* Direction:
Update everything from the line containing "the police officer" down to the line containing "the store roofline" by changing "store facade" to "shop front" and keeping the rest the same. Give back only those lines.

(Records excerpted from a collection)
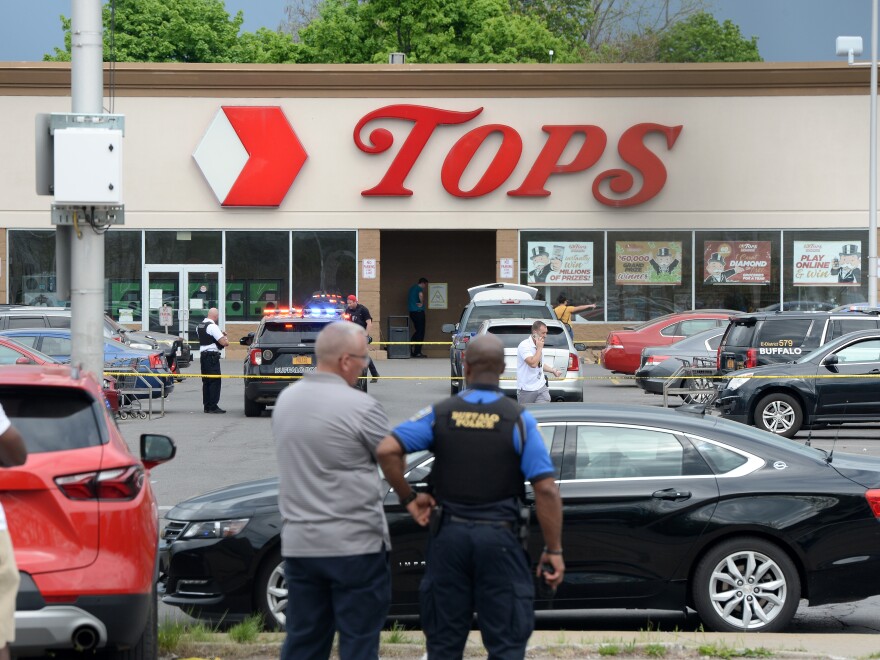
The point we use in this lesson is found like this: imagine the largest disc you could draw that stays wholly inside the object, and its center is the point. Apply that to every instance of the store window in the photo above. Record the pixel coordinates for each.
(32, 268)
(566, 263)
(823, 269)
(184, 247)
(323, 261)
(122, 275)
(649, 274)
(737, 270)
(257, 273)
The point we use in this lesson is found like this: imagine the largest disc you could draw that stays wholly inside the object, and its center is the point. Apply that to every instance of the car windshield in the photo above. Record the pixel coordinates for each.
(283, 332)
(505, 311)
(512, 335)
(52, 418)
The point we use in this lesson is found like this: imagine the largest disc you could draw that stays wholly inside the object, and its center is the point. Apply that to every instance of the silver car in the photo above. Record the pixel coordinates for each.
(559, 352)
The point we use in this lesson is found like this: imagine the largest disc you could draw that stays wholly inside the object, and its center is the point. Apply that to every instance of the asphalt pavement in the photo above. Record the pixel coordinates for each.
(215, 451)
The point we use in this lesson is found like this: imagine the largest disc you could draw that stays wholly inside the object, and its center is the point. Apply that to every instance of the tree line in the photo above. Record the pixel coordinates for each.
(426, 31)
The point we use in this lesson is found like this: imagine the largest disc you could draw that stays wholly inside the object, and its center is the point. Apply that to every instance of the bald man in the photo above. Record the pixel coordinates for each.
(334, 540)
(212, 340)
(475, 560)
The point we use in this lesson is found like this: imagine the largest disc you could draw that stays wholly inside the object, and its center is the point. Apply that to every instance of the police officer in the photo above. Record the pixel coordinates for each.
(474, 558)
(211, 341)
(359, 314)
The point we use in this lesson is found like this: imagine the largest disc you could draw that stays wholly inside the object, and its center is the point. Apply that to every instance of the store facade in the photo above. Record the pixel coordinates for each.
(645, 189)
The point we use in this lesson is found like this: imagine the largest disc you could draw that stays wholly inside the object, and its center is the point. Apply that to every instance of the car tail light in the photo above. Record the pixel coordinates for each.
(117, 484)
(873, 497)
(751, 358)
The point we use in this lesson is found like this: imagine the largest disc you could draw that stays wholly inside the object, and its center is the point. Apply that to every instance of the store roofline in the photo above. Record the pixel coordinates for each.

==

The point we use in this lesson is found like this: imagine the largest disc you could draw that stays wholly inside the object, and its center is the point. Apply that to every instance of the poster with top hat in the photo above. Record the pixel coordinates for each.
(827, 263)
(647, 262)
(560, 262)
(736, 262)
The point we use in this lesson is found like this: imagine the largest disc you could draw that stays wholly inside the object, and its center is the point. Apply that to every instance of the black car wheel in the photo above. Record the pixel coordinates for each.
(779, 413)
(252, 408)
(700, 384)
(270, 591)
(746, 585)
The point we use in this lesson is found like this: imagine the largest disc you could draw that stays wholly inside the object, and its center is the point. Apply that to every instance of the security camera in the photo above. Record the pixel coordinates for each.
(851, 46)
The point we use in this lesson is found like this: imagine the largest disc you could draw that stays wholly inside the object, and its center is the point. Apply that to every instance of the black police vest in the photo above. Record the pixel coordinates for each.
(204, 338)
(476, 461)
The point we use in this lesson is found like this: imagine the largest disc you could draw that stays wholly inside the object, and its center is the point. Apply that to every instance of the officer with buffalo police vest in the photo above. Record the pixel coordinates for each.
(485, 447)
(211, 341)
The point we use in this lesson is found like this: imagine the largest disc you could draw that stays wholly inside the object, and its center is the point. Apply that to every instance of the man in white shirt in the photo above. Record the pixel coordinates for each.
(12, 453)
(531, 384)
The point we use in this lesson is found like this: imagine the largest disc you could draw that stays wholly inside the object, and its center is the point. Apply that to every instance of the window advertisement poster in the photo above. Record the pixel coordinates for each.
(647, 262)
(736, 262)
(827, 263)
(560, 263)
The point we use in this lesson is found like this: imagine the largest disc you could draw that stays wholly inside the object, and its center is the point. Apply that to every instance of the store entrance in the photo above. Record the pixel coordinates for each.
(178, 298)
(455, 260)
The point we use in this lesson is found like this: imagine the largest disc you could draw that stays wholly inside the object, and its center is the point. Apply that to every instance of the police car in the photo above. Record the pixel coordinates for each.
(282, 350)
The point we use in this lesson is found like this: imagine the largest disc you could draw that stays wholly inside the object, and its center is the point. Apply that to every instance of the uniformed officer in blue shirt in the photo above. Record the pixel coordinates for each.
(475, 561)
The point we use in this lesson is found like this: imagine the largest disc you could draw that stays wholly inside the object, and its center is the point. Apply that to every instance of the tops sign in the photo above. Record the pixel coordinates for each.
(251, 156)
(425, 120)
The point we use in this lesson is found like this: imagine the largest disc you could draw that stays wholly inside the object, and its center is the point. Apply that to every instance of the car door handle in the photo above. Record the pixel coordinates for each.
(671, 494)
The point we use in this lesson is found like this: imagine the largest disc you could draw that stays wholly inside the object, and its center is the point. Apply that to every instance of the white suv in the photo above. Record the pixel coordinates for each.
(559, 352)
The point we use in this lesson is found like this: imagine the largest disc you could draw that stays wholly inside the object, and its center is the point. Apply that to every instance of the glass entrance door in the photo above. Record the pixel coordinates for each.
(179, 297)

* Solution below:
The point we use in this lesson is found like this: imagine the largest disc you could draw that stays wholly inside the object, and its center is the point. Apply that to every instance of the police officer in the photo above. Record the pixel coordinates for each.
(474, 558)
(211, 341)
(359, 314)
The point we use in this lesson is found like this: imagine the largest disc you could draw that stays wholly inside the object, and its center is the point. Apply that to every instance of the shop front in the photo above. Record the pixel coordinates for each.
(645, 189)
The point we use in this lesson is found like this: imagine the largest disc you could draw that stays wholly inside the object, and its center is the point. Apply that to every instance of the car tail light in the photo above. Record the pixel coordinates for each.
(117, 484)
(873, 497)
(751, 358)
The point we use in this lesson is found like this: imagine the largest disc you could draw that stays wholly inside the object, and its center is the point. Apply that to every instance of the store roofline in the photo above. Record the pixel coordinates for each.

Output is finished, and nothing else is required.